_TEXT BLOCK_
◆ ◆ ◆ ◆ ◆ ◆ ◆

Your avoidant wife isn’t a bitch.

She’s not…against you, not your enemy, and not your adversary.

She’s also not holding out on you or keeping distant from you because of deep childhood wounds.

It’s not her daddy issues, a controlling mother, or unaddressed pain in her life.

Those things have certainly played a unique part in her life. However, they’re not the cause of the distance, anger, and nastiness toward you.

She’s not defective. You believing these things about her, though… That’s making her believe you see her that way!

I know what it’s like. I’ve been where you are. I’ve learned some ancient truths about this. These things about her are not why you lack the deep, passionate, emotional affection and intimacy you desire. You are.

Ouch! WTF Sven?

Listen… I get it, brother… I thought I had an avoidant wife, too. Hearing that would have seemed like a punch in the gut.

I would have said and felt the same a few short years ago. I believed, like you probably do, that the longings I had always experienced in life – longings for deep, passionate, emotional, romantic, close, and affectionate relating… that those were just not coming to me.

I was convinced my wife was holding out on me or incapable of being that person. Either way, something had to be done because I just couldn’t take it anymore. Not only was I not getting what I wanted, but I was also getting a whole lotta not nice to go with it.

Talking about it with her made it worse, and I was completely exasperated. The harder I tried, the worse it got! She was no less an avoidant wife for all my talking about it.

I felt I had no emotional connection. Passion was meh, I received little to no affection.

Maybe it’s my desire?

Time felt like it was running out. My growing sense of dissatisfaction increased my sense of urgency to see these things.

I’d feel like, “she’s either got to start kicking it up a few notches, or I’m not sure I can continue.” I value marriage and was against divorce. This avoidant wife business troubled me deeply and pushed me to despair.

As I mentioned, talking to my wife about my desire for connection and depth never went well. Wasn’t this supposed to be what a woman wants? Yet, somehow it would turn into me, making her feel like she was a horrible person and never good enough. I quickly learned to shut my mouth because the juice wasn’t worth the squeeze. Hostility seemed to abound wherever and whenever I tried to surface my feelings and desire for more connection!

I tried to just numb those desires, as many men do. I soon realized I was just numbing all of my desires. The heart isn’t compartmentalized. Trying to kill off one part while being alive in the other just didn’t work. I was just left with no passion for anything. Work, family, recreation? Zilch. What a terrible existence that was!

◆ ◆ ◆ ◆ ◆ ◆ ◆

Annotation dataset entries
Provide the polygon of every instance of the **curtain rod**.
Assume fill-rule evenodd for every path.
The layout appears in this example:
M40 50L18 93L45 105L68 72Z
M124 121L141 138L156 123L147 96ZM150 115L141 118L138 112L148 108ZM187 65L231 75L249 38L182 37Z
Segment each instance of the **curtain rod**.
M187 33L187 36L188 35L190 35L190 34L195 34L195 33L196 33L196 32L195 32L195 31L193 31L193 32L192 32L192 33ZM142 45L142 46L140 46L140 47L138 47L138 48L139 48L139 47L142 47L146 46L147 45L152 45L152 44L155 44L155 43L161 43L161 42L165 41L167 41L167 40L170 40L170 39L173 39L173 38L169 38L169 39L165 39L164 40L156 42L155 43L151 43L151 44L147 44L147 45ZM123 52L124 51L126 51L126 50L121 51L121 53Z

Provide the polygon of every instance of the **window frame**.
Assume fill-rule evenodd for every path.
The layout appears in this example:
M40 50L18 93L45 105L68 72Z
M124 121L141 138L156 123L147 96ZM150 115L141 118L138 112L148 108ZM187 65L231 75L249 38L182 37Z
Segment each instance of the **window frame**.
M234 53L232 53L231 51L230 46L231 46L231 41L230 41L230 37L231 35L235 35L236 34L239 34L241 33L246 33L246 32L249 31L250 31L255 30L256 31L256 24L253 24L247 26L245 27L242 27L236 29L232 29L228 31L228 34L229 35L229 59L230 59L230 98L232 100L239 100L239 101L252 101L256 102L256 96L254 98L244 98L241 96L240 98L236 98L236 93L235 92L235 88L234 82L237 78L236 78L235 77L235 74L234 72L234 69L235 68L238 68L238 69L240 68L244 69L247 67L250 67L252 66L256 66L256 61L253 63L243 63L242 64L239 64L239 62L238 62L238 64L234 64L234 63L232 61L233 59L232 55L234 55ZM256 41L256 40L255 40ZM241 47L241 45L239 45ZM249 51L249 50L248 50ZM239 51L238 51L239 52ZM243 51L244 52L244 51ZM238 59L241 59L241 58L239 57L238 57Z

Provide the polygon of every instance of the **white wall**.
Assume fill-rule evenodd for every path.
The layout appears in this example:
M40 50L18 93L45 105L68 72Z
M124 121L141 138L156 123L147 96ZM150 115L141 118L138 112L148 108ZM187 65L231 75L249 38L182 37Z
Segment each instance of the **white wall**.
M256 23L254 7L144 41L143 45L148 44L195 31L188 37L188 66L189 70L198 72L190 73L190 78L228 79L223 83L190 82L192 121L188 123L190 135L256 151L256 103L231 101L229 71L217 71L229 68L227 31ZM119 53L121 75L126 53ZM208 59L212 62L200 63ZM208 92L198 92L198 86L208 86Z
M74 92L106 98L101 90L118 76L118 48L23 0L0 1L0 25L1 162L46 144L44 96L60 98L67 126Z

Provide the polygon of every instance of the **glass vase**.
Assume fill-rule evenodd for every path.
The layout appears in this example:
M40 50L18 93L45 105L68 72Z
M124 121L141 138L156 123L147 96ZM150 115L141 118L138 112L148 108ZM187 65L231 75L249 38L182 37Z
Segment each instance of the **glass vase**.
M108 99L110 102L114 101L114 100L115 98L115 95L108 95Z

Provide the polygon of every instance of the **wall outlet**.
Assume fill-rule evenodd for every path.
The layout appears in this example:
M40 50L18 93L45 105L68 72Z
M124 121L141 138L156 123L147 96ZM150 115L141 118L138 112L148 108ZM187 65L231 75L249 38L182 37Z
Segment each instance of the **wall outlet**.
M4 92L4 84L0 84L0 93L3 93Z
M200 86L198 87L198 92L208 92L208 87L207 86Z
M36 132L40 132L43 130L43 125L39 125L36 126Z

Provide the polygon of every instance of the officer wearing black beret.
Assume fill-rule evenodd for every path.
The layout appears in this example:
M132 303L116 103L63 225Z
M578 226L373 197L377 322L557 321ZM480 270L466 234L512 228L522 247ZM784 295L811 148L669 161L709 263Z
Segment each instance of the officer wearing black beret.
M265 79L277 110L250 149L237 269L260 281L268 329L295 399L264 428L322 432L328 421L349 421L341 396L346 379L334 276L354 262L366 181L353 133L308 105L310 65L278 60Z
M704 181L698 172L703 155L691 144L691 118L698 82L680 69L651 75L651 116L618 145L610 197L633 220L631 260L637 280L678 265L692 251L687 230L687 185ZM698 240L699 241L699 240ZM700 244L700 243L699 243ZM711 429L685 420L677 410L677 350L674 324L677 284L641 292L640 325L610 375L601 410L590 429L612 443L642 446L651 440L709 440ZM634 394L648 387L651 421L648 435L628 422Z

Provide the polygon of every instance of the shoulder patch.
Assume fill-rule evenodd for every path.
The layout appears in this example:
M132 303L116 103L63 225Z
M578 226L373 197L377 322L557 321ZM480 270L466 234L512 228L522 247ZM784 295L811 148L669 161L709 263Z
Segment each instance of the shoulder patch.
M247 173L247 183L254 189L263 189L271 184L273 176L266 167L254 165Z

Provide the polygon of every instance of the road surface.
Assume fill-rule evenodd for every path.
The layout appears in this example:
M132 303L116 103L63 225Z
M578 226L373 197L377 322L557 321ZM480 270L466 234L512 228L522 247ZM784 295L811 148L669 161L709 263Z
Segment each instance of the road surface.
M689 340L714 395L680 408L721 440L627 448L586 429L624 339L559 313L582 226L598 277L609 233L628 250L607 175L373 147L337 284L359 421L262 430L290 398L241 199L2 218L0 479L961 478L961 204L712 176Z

◆ ◆ ◆ ◆ ◆ ◆ ◆

Could you pick up the piece about the avoidant wife after its last sentence and keep writing it? This listing was drawn from a separate source.

I pondered a change in my convictions. Couldn’t I just get divorced? Of course, that would require the break up of my family. How could I ever look at my children’s faces again and not be undone by their pain? How could I live with myself if I caused generations of dysfunction by making such a decision?

Further, I’d lose everything else I’d worked for – the shared life we made. I’d also be giving up on a lifelong effort to make all this.

For what? So I could speedily find a new woman who can hopefully provide these things… a woman who wants what I want?

Hell Yeah!

Lost of men do this. Close to half, in fact. I have no judgment for what others do or have done, this just wasn’t something I was willing to do.

Til death do us part? Yes, please!

So what does the husband of an avoidant wife like me do in this situation…seriously? I start longing to be a widow or to just die myself. That just seemed like the easiest way out of the mess.

Man, that sounds awful, Sven! You sound like a real asshole.

Yeah, I know it sounds terrible. I’m not proud of it at all!

But my desire for these things was just that strong. Maybe you know exactly what I am talking about? That “I must” intensity to these desires. The feeling that you will die soon or ought to die if you can’t find them.

That’s just where I was in life. I lived in this spot for a long time – way longer than necessary – because I didn’t know what I know now – that I was the issue.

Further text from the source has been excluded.